▸ **INSTRUÇÕES DO EXERCÍCIO**: Reproduza integralmente as linhas dos registros que vão da linha com "One point rides on each instance of the sun, each" até o fim dos registros, ambas as pontas inclusive. Desloque em 39 cada coordenada das respostas e mantenha todos os outros números como estão.

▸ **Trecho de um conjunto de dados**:
* * *

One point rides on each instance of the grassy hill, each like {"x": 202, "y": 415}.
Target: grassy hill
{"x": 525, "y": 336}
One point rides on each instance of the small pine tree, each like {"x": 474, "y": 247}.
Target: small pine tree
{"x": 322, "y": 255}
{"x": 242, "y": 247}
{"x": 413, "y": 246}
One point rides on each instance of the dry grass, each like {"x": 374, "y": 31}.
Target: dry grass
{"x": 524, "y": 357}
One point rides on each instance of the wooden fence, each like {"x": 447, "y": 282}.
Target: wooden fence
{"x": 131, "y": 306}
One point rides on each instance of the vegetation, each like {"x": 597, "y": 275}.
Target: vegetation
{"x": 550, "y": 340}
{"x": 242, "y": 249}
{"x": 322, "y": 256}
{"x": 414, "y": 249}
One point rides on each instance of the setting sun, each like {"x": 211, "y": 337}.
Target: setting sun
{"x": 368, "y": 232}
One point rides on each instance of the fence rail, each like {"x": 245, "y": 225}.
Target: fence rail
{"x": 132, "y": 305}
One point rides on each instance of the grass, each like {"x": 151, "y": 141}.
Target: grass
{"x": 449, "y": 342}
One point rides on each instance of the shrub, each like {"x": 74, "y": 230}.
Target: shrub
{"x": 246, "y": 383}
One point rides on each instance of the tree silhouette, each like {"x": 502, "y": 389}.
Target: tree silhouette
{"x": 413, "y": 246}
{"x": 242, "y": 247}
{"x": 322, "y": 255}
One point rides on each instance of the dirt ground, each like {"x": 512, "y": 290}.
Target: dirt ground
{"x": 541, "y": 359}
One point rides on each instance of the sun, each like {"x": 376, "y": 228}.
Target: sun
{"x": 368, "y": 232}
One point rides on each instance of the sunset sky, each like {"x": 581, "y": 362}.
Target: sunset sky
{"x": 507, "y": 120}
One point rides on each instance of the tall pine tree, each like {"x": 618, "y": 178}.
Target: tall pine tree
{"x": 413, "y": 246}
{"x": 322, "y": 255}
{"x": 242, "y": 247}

* * *

▸ **RESULTADO**:
One point rides on each instance of the sun, each like {"x": 376, "y": 228}.
Target: sun
{"x": 407, "y": 271}
One point rides on each instance of the sunset sky, each like {"x": 581, "y": 362}.
Target: sunset sky
{"x": 546, "y": 159}
One point rides on each instance of the tall pine tree, each like {"x": 618, "y": 178}.
Target: tall pine tree
{"x": 452, "y": 285}
{"x": 361, "y": 294}
{"x": 281, "y": 286}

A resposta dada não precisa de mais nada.